**RECORDS SHOWN**

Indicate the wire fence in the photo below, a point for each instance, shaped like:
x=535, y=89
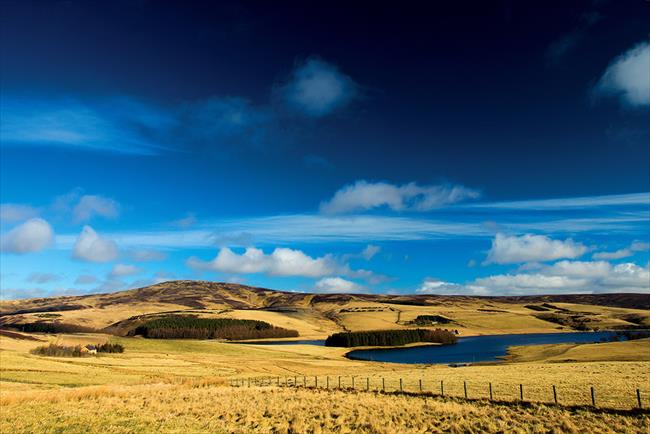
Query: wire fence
x=629, y=397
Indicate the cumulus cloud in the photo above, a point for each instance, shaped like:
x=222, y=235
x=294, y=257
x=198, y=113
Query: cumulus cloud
x=317, y=88
x=31, y=236
x=627, y=77
x=571, y=277
x=636, y=246
x=531, y=248
x=281, y=262
x=186, y=222
x=92, y=205
x=363, y=196
x=93, y=248
x=338, y=285
x=85, y=279
x=13, y=212
x=145, y=255
x=42, y=277
x=370, y=251
x=121, y=270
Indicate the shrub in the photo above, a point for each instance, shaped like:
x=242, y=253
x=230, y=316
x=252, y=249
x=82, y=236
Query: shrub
x=185, y=327
x=381, y=338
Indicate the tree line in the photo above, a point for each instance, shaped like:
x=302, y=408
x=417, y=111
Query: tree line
x=187, y=327
x=382, y=338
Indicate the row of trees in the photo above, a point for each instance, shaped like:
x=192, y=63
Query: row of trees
x=382, y=338
x=186, y=327
x=57, y=350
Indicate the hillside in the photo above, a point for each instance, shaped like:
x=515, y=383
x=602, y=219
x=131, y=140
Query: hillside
x=317, y=315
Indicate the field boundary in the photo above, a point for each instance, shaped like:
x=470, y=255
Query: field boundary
x=363, y=384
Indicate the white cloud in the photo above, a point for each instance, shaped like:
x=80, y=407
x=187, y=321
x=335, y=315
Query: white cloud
x=281, y=262
x=93, y=248
x=370, y=251
x=85, y=279
x=363, y=195
x=186, y=222
x=43, y=277
x=570, y=202
x=531, y=248
x=32, y=236
x=92, y=205
x=338, y=285
x=570, y=277
x=317, y=88
x=440, y=287
x=636, y=246
x=13, y=212
x=617, y=254
x=144, y=255
x=120, y=270
x=628, y=77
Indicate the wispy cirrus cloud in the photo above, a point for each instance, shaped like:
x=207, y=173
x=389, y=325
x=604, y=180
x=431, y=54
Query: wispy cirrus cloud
x=364, y=195
x=568, y=42
x=508, y=249
x=127, y=124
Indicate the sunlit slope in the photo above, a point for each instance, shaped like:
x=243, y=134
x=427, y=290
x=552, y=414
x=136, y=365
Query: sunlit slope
x=318, y=315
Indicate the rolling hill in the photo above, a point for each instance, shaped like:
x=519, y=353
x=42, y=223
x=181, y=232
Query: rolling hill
x=317, y=315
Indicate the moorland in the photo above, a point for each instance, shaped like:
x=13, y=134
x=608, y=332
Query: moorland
x=201, y=385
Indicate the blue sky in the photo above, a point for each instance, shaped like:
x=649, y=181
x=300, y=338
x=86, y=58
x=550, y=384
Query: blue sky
x=502, y=151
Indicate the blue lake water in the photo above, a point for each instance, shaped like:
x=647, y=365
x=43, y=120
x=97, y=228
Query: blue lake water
x=475, y=348
x=303, y=342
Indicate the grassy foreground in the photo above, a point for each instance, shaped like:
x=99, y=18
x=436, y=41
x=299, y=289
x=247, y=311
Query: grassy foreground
x=222, y=409
x=183, y=385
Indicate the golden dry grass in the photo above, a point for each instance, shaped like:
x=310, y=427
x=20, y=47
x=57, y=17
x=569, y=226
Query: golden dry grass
x=221, y=409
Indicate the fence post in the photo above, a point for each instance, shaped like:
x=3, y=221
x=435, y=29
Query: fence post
x=593, y=396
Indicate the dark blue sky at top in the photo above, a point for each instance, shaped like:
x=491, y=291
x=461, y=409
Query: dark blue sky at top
x=497, y=96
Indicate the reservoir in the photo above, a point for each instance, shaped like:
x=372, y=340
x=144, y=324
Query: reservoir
x=475, y=348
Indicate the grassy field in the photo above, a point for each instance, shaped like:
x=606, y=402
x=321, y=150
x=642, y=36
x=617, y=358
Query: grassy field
x=183, y=385
x=219, y=409
x=187, y=385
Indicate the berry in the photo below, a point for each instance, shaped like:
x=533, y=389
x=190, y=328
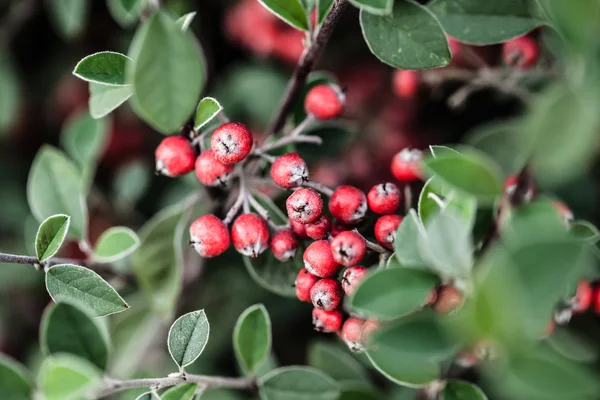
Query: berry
x=406, y=83
x=231, y=142
x=324, y=102
x=209, y=236
x=210, y=171
x=319, y=229
x=304, y=282
x=348, y=204
x=318, y=259
x=175, y=156
x=326, y=294
x=304, y=206
x=348, y=248
x=352, y=333
x=352, y=277
x=284, y=245
x=250, y=234
x=449, y=298
x=406, y=165
x=326, y=321
x=522, y=52
x=289, y=171
x=385, y=230
x=384, y=198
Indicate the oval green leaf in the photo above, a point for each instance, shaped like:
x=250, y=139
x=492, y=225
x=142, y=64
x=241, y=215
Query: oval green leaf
x=73, y=283
x=410, y=38
x=188, y=337
x=50, y=235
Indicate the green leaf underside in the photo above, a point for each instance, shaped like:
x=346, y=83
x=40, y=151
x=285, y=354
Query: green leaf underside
x=74, y=283
x=50, y=235
x=188, y=337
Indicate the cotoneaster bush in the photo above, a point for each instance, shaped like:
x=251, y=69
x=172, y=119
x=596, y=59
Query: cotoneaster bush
x=455, y=277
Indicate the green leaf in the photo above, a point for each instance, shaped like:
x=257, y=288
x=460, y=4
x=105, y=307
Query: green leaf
x=50, y=235
x=298, y=383
x=188, y=337
x=378, y=7
x=168, y=73
x=485, y=22
x=409, y=38
x=460, y=390
x=15, y=382
x=54, y=187
x=106, y=67
x=469, y=172
x=65, y=328
x=336, y=363
x=115, y=243
x=181, y=392
x=66, y=377
x=75, y=283
x=252, y=338
x=392, y=293
x=290, y=11
x=207, y=109
x=69, y=16
x=105, y=99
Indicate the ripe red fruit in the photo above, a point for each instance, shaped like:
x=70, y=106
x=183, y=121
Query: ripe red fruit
x=304, y=282
x=406, y=165
x=231, y=142
x=318, y=229
x=522, y=52
x=326, y=321
x=384, y=198
x=326, y=294
x=406, y=83
x=304, y=206
x=175, y=156
x=250, y=234
x=210, y=171
x=348, y=204
x=324, y=102
x=284, y=245
x=385, y=230
x=209, y=236
x=352, y=278
x=289, y=171
x=348, y=248
x=318, y=259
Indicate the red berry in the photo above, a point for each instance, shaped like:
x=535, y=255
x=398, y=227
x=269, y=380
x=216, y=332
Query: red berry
x=348, y=204
x=210, y=171
x=231, y=142
x=352, y=278
x=406, y=83
x=326, y=321
x=284, y=245
x=326, y=294
x=318, y=229
x=289, y=171
x=209, y=236
x=406, y=165
x=304, y=282
x=384, y=198
x=324, y=102
x=250, y=234
x=522, y=52
x=318, y=259
x=348, y=248
x=175, y=156
x=304, y=206
x=385, y=230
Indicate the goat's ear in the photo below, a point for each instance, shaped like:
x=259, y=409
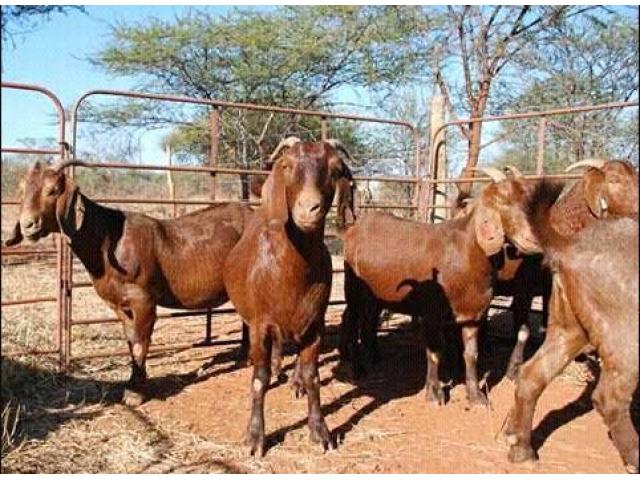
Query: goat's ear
x=274, y=195
x=70, y=211
x=488, y=228
x=16, y=236
x=593, y=188
x=256, y=182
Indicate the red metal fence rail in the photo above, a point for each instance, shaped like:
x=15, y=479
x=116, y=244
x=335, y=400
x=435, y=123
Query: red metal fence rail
x=423, y=204
x=430, y=183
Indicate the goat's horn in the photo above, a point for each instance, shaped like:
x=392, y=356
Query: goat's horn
x=69, y=163
x=338, y=145
x=590, y=162
x=287, y=142
x=491, y=172
x=514, y=171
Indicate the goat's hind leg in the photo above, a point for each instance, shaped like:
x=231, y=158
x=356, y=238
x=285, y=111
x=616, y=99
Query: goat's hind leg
x=260, y=353
x=470, y=340
x=612, y=398
x=434, y=343
x=308, y=359
x=559, y=348
x=138, y=322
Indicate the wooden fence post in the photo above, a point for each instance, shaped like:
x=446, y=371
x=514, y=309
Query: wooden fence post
x=214, y=132
x=431, y=193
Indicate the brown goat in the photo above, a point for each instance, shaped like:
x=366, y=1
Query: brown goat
x=594, y=301
x=433, y=271
x=609, y=188
x=279, y=274
x=135, y=262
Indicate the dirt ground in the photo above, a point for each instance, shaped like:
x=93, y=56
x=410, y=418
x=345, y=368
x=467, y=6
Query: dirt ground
x=196, y=423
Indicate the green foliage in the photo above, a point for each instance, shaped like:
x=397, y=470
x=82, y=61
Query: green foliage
x=17, y=19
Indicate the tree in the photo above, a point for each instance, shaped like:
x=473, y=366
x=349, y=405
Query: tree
x=17, y=19
x=289, y=56
x=478, y=44
x=592, y=62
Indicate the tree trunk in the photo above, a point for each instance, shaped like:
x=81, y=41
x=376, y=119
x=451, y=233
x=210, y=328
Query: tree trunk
x=475, y=136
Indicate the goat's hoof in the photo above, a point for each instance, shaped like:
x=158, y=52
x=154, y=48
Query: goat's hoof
x=132, y=398
x=298, y=389
x=255, y=442
x=478, y=399
x=631, y=468
x=435, y=395
x=512, y=373
x=521, y=453
x=319, y=433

**STATED EXERCISE**
Put the items from the line with "Indicate the ripe" up to and including the line with "x=430, y=183" into a numbered list, skipping any blank lines and leaving the pictures out.

**WRITTEN RESPONSE**
1. Indicate the ripe red fruit in the photo above, a point for each instance, shaped like:
2. x=70, y=106
3. x=183, y=121
4. Query: ripe red fruit
5. x=304, y=282
6. x=406, y=165
7. x=231, y=142
8. x=318, y=229
9. x=522, y=52
10. x=326, y=321
11. x=384, y=198
12. x=326, y=294
13. x=406, y=83
14. x=304, y=206
15. x=175, y=156
16. x=250, y=234
17. x=210, y=171
18. x=348, y=204
19. x=324, y=102
20. x=284, y=245
21. x=385, y=230
22. x=209, y=236
23. x=352, y=278
24. x=289, y=171
25. x=348, y=248
26. x=318, y=259
27. Indicate the red berry in the photo above, a point for each instance, shaped like:
28. x=535, y=255
29. x=398, y=227
30. x=269, y=380
31. x=216, y=332
32. Query: red berry
33. x=348, y=204
34. x=210, y=171
35. x=231, y=142
36. x=352, y=278
37. x=406, y=83
38. x=326, y=321
39. x=284, y=245
40. x=326, y=294
41. x=318, y=229
42. x=289, y=171
43. x=209, y=236
44. x=406, y=165
45. x=304, y=282
46. x=384, y=198
47. x=324, y=102
48. x=250, y=234
49. x=522, y=52
50. x=318, y=259
51. x=348, y=248
52. x=175, y=156
53. x=304, y=206
54. x=385, y=230
55. Indicate the goat's ear in the photo below, a point for each instance, shaped like:
56. x=259, y=409
57. Query: goat's ear
58. x=274, y=195
59. x=70, y=211
60. x=488, y=228
61. x=16, y=236
62. x=593, y=188
63. x=256, y=182
64. Indicate the red metal fence rail in the photo above, a point for each instance, shaped like:
65. x=15, y=479
66. x=116, y=244
67. x=335, y=400
68. x=435, y=123
69. Query: red metal fence rail
70. x=423, y=204
71. x=430, y=183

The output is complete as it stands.